WHAT THE EXERCISE ASKS - Repeat the data word for word and skip the pictures.

Natural-language object grounding data:

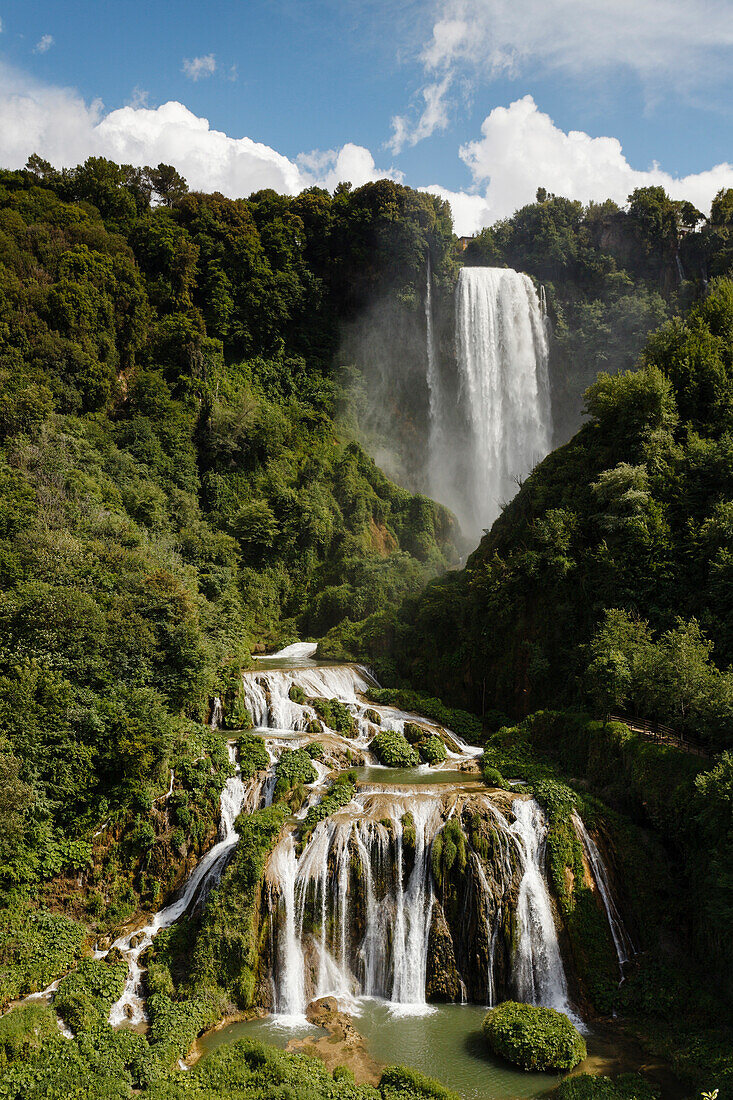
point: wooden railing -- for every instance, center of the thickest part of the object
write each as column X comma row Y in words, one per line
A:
column 657, row 732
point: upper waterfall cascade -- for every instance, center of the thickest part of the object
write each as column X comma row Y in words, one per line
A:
column 500, row 426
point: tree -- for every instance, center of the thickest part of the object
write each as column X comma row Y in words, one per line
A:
column 166, row 183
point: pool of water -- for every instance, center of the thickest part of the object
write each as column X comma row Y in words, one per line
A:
column 446, row 1044
column 413, row 777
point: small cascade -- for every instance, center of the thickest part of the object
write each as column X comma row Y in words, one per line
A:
column 493, row 421
column 266, row 693
column 298, row 651
column 217, row 713
column 435, row 389
column 538, row 971
column 130, row 1007
column 622, row 941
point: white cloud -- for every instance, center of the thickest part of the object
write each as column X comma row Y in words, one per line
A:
column 57, row 123
column 471, row 212
column 351, row 163
column 198, row 68
column 671, row 46
column 43, row 44
column 433, row 118
column 521, row 150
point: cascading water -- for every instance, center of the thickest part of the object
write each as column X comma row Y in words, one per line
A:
column 538, row 971
column 317, row 911
column 503, row 425
column 622, row 941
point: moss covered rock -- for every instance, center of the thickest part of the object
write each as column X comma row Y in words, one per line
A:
column 393, row 749
column 533, row 1037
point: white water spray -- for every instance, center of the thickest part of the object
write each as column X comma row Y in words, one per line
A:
column 504, row 419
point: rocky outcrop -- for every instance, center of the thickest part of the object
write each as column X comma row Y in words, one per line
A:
column 441, row 980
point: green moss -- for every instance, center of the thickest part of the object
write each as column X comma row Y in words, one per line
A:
column 431, row 749
column 336, row 715
column 461, row 722
column 35, row 948
column 293, row 770
column 339, row 794
column 392, row 748
column 252, row 755
column 225, row 953
column 533, row 1037
column 624, row 1087
column 296, row 694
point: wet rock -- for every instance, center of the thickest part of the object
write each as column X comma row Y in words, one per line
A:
column 342, row 1045
column 441, row 981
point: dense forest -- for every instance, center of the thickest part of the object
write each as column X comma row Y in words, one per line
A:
column 185, row 480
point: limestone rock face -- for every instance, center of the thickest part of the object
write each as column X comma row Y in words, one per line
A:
column 441, row 981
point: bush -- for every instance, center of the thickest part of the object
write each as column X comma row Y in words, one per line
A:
column 336, row 715
column 392, row 749
column 293, row 769
column 533, row 1037
column 252, row 755
column 431, row 749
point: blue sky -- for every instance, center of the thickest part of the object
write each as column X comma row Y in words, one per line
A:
column 332, row 76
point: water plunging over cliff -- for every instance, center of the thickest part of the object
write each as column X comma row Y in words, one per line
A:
column 502, row 425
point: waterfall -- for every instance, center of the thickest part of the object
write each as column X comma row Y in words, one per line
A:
column 205, row 875
column 318, row 909
column 503, row 422
column 266, row 693
column 622, row 941
column 435, row 395
column 538, row 971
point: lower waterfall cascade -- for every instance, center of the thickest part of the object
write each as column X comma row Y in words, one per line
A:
column 406, row 894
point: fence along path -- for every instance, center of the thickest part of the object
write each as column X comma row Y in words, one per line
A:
column 665, row 735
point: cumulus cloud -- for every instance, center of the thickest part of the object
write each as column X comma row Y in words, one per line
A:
column 352, row 163
column 59, row 125
column 521, row 149
column 43, row 44
column 198, row 68
column 682, row 46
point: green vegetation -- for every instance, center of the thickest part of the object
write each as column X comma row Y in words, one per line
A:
column 294, row 769
column 393, row 749
column 252, row 755
column 336, row 715
column 534, row 1038
column 624, row 1087
column 339, row 794
column 461, row 722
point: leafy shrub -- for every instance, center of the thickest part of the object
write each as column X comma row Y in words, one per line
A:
column 252, row 755
column 534, row 1038
column 339, row 794
column 336, row 715
column 293, row 769
column 460, row 722
column 296, row 694
column 431, row 749
column 588, row 1087
column 392, row 748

OUTPUT -
point: wooden railing -- for every instance, center of the thickest part of the object
write each as column X comma row Y in words, one per line
A:
column 657, row 732
point: upper waterfall cascade -- for every instance, center of the thickest part of the object
write each as column X comma row Y in words, one per line
A:
column 500, row 426
point: tree -- for every instance, center of the thickest part of the object
write each as column X comma row Y in words, one per line
A:
column 166, row 183
point: pool of water -- for every instance, center of the thickest part of the object
write each as column X comma row Y in words, one per line
A:
column 446, row 1044
column 413, row 777
point: small cascade -- for every instance, center of the thickest part of the object
write each as column X comma row Y in words, one per line
A:
column 493, row 421
column 266, row 693
column 298, row 651
column 217, row 713
column 435, row 389
column 538, row 971
column 130, row 1007
column 622, row 941
point: white cloud -- for every instance, center of the thickest part of the object
write each as column X comma row Y in words, one per line
A:
column 57, row 123
column 471, row 212
column 351, row 163
column 198, row 68
column 671, row 46
column 43, row 44
column 433, row 118
column 521, row 150
point: cascading water -- for every instance, center of the thickest part of the object
write each as column X comma row Y in words, one per line
A:
column 538, row 971
column 317, row 911
column 503, row 425
column 622, row 941
point: moss covered rock -- for every instance, center of the thickest part of the object
write each as column X comma row Y in words, one per line
A:
column 393, row 749
column 533, row 1037
point: white water spray -- for every instance, center of the thickest part of the object
write each as column X comma row Y in words, one per line
A:
column 504, row 419
point: rocky outcrop -- for every instance, center of the thickest part of the object
write each as column X comma row Y in words, one per line
A:
column 441, row 980
point: green moss -- for every instance, center of the thickest part of the object
write each as column X comma row Y in words, one per line
A:
column 431, row 749
column 336, row 715
column 461, row 722
column 35, row 948
column 293, row 770
column 339, row 794
column 392, row 748
column 252, row 755
column 225, row 953
column 533, row 1037
column 624, row 1087
column 296, row 694
point: wet rock -- for every instance, center of the thickest part of the object
write each as column X comma row Y in words, one per line
A:
column 342, row 1045
column 441, row 981
point: dense forest -- for every instance, center of the thickest part of the object
write each as column X comma row Y in words, one per line
A:
column 185, row 480
point: limestone rock face -- for every instance, center of the thickest part of the object
write each as column X comma row Y in words, one per line
A:
column 441, row 981
point: bush -- for every instance, center of the thickest part of the object
write each as column X comma row Y in words, one per line
A:
column 336, row 715
column 392, row 749
column 293, row 769
column 533, row 1037
column 252, row 755
column 431, row 749
point: blue sky -- for every instance, center of the thickest part of the object
write each as column X comma row Y in words, one per line
A:
column 332, row 76
point: water plunging over cliff -- for every instance, center of the thickest part of the object
write each as column X comma row Y in words, one per line
A:
column 502, row 425
point: waterfall -- for every instance, center of the thickest part of the object
write each as column X comma row Y in words, one per line
A:
column 205, row 875
column 318, row 909
column 503, row 422
column 266, row 693
column 622, row 941
column 435, row 395
column 538, row 971
point: lower waterfall cascade -- for every instance, center of the thickest part of the object
write each as column X comma row Y in words, one per line
A:
column 406, row 894
point: fence along path -- for every instance, center of the thickest part of the object
write each as column X comma row Y in words, one per line
A:
column 665, row 735
point: cumulus cloud -- for every instance, center of the thickest part of the object
write each as column X comma row Y in words, one per line
A:
column 352, row 163
column 59, row 125
column 521, row 149
column 43, row 44
column 198, row 68
column 682, row 46
point: green vegetation -- for every instance, center of the thickest part of the object
write each as column X comma row Y in words, one per line
A:
column 294, row 769
column 393, row 749
column 252, row 755
column 336, row 715
column 534, row 1038
column 624, row 1087
column 339, row 794
column 461, row 722
point: leafy shrub -- for every instance, center of the thickest part of the object
write each as column X comma row Y in words, one per line
A:
column 252, row 755
column 534, row 1038
column 339, row 794
column 336, row 715
column 293, row 769
column 460, row 722
column 296, row 694
column 431, row 749
column 588, row 1087
column 392, row 748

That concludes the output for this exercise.